◆ **About this task**
Word-for-word repetition of the records below is needed, but only from the line holding "Annotation task: tag one point per instance of the rocky" through the final line, with pictures excluded.

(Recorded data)
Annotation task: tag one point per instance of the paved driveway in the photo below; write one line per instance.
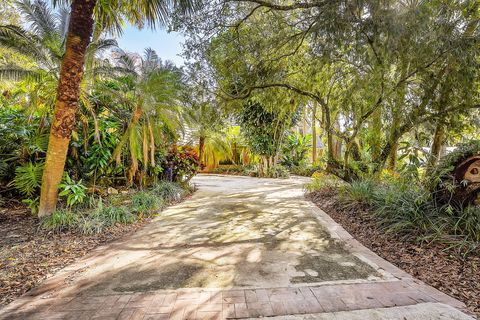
(239, 247)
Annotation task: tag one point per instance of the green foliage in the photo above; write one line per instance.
(60, 220)
(113, 214)
(322, 180)
(295, 149)
(264, 129)
(32, 204)
(359, 192)
(122, 209)
(75, 192)
(28, 178)
(441, 176)
(407, 209)
(277, 171)
(169, 191)
(89, 225)
(180, 164)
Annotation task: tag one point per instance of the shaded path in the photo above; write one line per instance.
(240, 247)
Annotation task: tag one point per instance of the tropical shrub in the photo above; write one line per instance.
(28, 178)
(60, 220)
(169, 191)
(305, 170)
(323, 180)
(145, 202)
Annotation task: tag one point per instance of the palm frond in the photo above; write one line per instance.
(39, 15)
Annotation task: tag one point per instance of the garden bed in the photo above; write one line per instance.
(29, 254)
(430, 262)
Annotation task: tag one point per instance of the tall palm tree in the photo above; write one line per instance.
(43, 44)
(108, 14)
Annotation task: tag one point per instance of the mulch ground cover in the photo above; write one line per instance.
(430, 262)
(28, 254)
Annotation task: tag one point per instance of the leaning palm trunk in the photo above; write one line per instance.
(66, 104)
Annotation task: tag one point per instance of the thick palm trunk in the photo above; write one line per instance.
(68, 91)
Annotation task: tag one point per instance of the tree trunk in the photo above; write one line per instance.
(80, 30)
(201, 148)
(137, 114)
(314, 133)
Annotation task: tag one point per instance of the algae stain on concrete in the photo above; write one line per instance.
(173, 276)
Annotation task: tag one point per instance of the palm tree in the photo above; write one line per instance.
(108, 14)
(44, 46)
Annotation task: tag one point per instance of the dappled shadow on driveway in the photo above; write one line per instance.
(234, 232)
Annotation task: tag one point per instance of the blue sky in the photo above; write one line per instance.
(167, 45)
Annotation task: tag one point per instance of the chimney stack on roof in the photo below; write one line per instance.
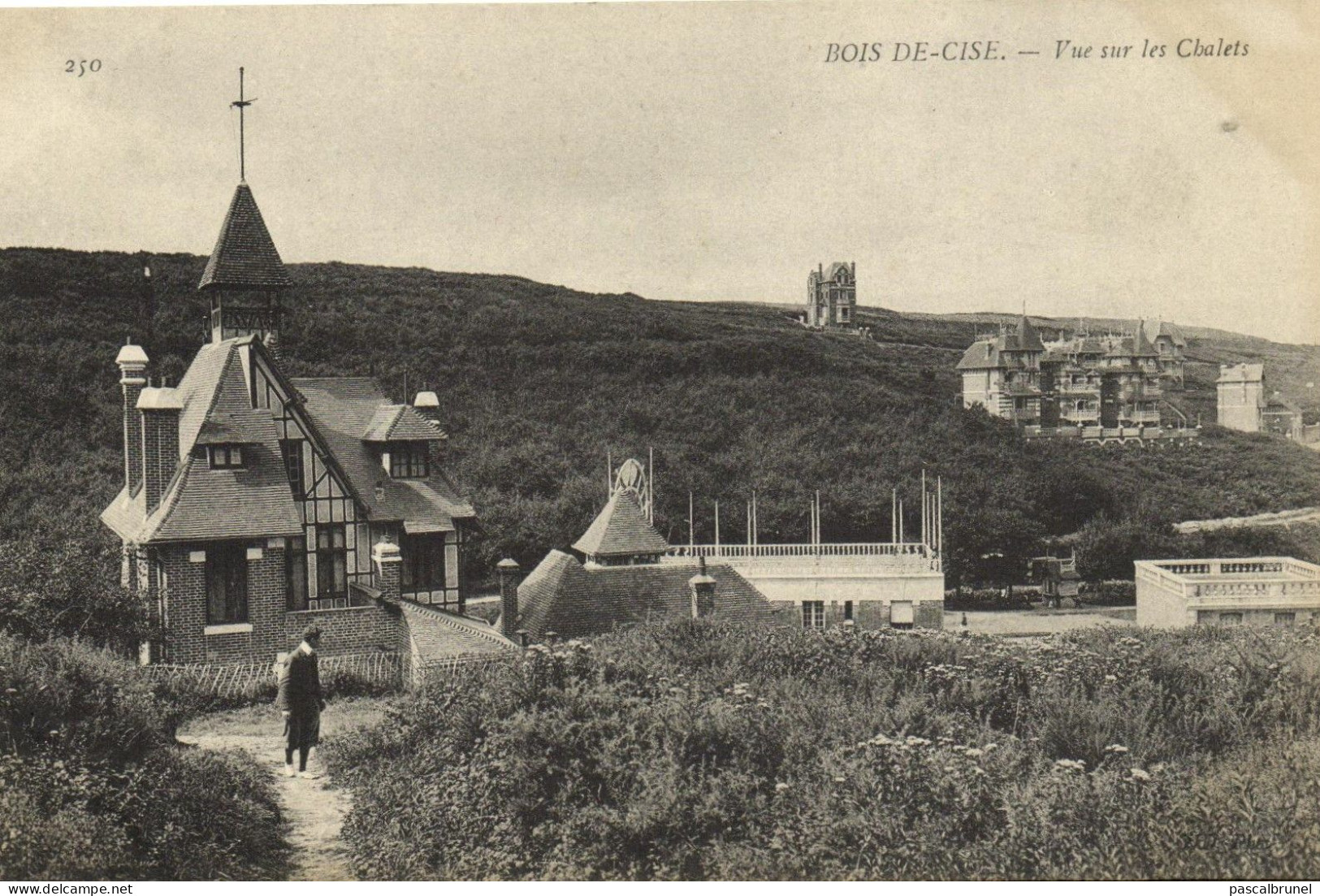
(510, 576)
(160, 408)
(132, 370)
(428, 405)
(703, 591)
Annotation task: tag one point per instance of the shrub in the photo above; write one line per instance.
(93, 784)
(697, 750)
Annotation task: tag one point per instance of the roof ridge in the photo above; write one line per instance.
(173, 491)
(215, 393)
(457, 621)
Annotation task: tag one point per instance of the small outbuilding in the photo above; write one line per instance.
(1235, 591)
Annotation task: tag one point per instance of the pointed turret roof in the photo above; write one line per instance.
(245, 256)
(621, 530)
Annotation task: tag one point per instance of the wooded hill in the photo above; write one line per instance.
(539, 383)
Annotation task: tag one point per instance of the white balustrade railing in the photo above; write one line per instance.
(1233, 577)
(872, 549)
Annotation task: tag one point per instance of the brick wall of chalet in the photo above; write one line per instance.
(274, 629)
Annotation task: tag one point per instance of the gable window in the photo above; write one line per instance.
(296, 574)
(331, 562)
(292, 450)
(422, 562)
(226, 456)
(408, 461)
(813, 614)
(226, 583)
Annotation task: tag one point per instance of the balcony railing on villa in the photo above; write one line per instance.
(1265, 578)
(848, 560)
(861, 549)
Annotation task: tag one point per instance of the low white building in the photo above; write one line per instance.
(1231, 591)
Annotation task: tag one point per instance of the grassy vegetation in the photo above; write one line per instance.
(94, 786)
(699, 751)
(538, 383)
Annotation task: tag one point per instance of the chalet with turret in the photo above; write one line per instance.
(255, 504)
(1105, 387)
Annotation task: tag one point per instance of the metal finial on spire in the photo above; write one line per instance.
(240, 103)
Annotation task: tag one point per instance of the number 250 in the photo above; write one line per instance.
(82, 67)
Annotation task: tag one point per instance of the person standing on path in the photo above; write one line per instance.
(300, 703)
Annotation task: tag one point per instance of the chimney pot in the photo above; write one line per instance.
(158, 408)
(510, 574)
(132, 367)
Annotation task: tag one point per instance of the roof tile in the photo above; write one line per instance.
(245, 256)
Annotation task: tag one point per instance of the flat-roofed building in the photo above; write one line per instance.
(1231, 591)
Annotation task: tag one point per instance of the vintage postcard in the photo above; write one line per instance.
(660, 441)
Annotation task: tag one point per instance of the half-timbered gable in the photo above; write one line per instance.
(255, 504)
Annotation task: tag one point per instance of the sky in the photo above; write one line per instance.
(701, 150)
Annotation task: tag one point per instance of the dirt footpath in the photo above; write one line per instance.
(313, 807)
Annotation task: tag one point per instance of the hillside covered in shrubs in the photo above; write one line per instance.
(540, 383)
(94, 786)
(701, 751)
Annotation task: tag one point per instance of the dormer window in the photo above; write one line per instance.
(408, 461)
(225, 457)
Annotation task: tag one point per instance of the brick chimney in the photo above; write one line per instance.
(428, 405)
(160, 408)
(703, 591)
(510, 574)
(132, 366)
(386, 560)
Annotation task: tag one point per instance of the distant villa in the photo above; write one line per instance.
(1097, 387)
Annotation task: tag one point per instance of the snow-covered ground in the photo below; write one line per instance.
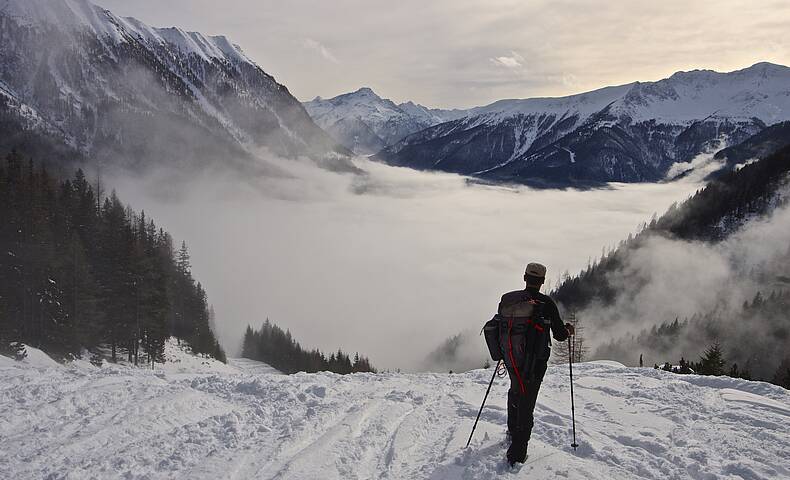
(195, 419)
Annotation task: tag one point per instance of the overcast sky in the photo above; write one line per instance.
(462, 53)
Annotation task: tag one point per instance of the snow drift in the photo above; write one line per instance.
(78, 421)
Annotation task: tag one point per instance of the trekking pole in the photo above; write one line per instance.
(496, 369)
(573, 409)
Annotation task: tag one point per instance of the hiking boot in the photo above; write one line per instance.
(517, 453)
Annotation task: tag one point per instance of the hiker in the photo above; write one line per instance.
(523, 320)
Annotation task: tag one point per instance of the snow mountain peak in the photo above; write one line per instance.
(133, 93)
(632, 132)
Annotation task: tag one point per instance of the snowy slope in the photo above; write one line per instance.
(117, 422)
(365, 123)
(126, 92)
(633, 132)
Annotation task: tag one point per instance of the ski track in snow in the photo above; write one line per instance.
(197, 419)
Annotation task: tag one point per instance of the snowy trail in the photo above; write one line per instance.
(199, 419)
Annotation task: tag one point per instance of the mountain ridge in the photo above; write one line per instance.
(124, 92)
(365, 122)
(631, 133)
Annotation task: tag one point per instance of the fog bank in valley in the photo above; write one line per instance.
(390, 263)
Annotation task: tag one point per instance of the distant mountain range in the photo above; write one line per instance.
(627, 133)
(366, 123)
(122, 92)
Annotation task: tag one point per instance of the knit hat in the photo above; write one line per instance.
(536, 270)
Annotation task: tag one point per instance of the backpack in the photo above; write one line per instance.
(518, 334)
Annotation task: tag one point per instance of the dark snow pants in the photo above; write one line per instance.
(520, 406)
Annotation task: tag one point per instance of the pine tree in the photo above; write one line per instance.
(712, 361)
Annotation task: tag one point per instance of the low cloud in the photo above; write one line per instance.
(316, 46)
(389, 263)
(512, 61)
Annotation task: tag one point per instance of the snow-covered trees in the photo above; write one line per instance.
(578, 349)
(74, 276)
(276, 347)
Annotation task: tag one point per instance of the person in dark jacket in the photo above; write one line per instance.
(526, 317)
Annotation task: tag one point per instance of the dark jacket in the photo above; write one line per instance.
(545, 314)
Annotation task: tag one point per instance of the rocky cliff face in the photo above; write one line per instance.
(127, 93)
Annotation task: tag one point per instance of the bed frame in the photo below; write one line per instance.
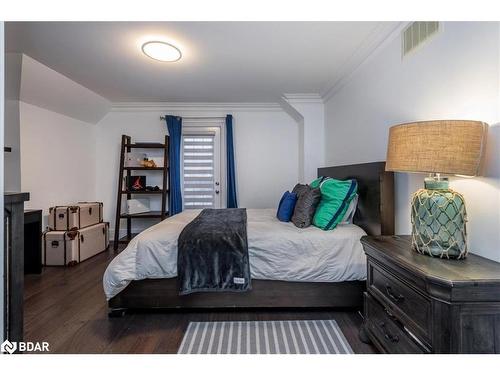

◆ **Solution for this problem**
Annotation task: tag one point per instance of the rocky cliff face in the photo above; write one line per instance.
(127, 93)
Annotation task: tag one point per instance of the bed frame in the photo below; write one line per instance.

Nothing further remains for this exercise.